Texto extraído:
········
Al futuro inmediato lo llaman “la nueva normalidad”. Algo que parece sacado de una película futurista de serie B. Un oxímoron

Un trabajador limpia una señal de tráfico en Praga (República Checa) el 1 de mayo
Un trabajador limpia una señal de tráfico en Praga (República Checa) el 1 de mayoMARTIN DIVISEK (EFE)
Antonio Soler

Un día de marzo nos despertamos y descubrimos que todo había cambiado a nuestro alrededor. Nos habíamos convertido en un Gregor Samsa colectivo. Como le ocurrió al personaje de Kafka, la realidad de ayer no casaba con la de hoy. La línea de puntos de lo cotidiano, ese transcurso más o menos lógico de la existencia, se había roto. Ya sabemos cómo se presentan las tragedias. Los desastres, las guerras. No siempre llaman a la puerta. Abrimos los ojos y estamos transformados. En un escarabajo, como el protagonista de La metamorfosis, o en una víctima potencial. Si es que no son la misma cosa.

Kafka es el mejor compañero para estos días. No nos da ninguna solución. Pero es un buen espejo al que mirarse, o una ventana desde la que mirar el mundo. El de hoy y el de siempre. Porque quienes ensalzan al escritor de Praga como un adivinador del futuro, un echador de cartas literario con fortuna, se olvidan de su verdadero valor. No fue un fabricante de distopías. Franz Kafka se limitaba sencillamente a describir su presente. El presente de un judío centroeuropeo en los primeros años del siglo XX, sí, pero al mismo tiempo describía el presente de cualquier ser humano en cualquier lugar y en cualquier tiempo. Y desde luego describe nuestro presente, la conmoción de una sociedad que al igual que Gregor Samsa se ha encontrado con que su mundo, tan firme, se asentaba sobre un suelo de cristal. En un largo artículo que apareció en 1.944 titulado Franz Kafka revalorado, Hannah Arendt dejaba claro que el universo kafkiano “encaja, estructuralmente, con inquietante exactitud, con la realidad que se nos obliga a vivir”.
········
Datos proporcionados:
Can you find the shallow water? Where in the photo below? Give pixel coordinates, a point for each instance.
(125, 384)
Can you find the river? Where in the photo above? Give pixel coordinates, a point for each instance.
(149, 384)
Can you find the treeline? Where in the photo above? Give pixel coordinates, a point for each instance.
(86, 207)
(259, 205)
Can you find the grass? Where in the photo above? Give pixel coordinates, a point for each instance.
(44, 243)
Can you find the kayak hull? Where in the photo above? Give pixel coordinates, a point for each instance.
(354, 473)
········
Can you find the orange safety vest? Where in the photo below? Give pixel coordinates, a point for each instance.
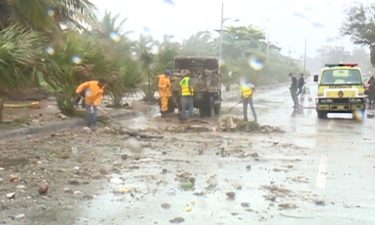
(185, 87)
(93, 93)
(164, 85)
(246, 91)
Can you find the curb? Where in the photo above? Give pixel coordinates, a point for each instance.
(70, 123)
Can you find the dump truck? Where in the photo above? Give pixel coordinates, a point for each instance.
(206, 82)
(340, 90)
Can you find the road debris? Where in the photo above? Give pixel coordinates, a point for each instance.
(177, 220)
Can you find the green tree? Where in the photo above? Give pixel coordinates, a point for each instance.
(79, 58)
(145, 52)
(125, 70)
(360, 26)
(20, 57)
········
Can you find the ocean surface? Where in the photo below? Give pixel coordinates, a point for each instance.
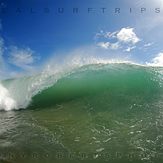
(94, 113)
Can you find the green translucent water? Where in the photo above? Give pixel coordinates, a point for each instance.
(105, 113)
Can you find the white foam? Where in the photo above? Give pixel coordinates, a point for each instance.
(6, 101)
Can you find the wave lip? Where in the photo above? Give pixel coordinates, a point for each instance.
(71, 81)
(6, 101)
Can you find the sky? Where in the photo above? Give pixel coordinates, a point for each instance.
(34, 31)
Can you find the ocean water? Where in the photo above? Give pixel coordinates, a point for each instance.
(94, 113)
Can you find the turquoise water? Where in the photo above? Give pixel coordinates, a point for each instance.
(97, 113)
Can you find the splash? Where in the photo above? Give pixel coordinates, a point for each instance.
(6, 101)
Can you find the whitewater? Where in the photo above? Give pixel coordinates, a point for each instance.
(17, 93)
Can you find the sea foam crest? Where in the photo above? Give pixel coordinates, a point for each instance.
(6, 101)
········
Problema a resolver: Copia el pasaje del texto sobre Kafka que empieza por "Un día de marzo" y sigue hasta "la misma cosa.", pero cambia "escarabajo" por "insecto". Los registros no guardan ninguna relación con el texto.

Solución del ejercicio:
Un día de marzo nos despertamos y descubrimos que todo había cambiado a nuestro alrededor. Nos habíamos convertido en un Gregor Samsa colectivo. Como le ocurrió al personaje de Kafka, la realidad de ayer no casaba con la de hoy. La línea de puntos de lo cotidiano, ese transcurso más o menos lógico de la existencia, se había roto. Ya sabemos cómo se presentan las tragedias. Los desastres, las guerras. No siempre llaman a la puerta. Abrimos los ojos y estamos transformados. En un insecto, como el protagonista de La metamorfosis, o en una víctima potencial. Si es que no son la misma cosa.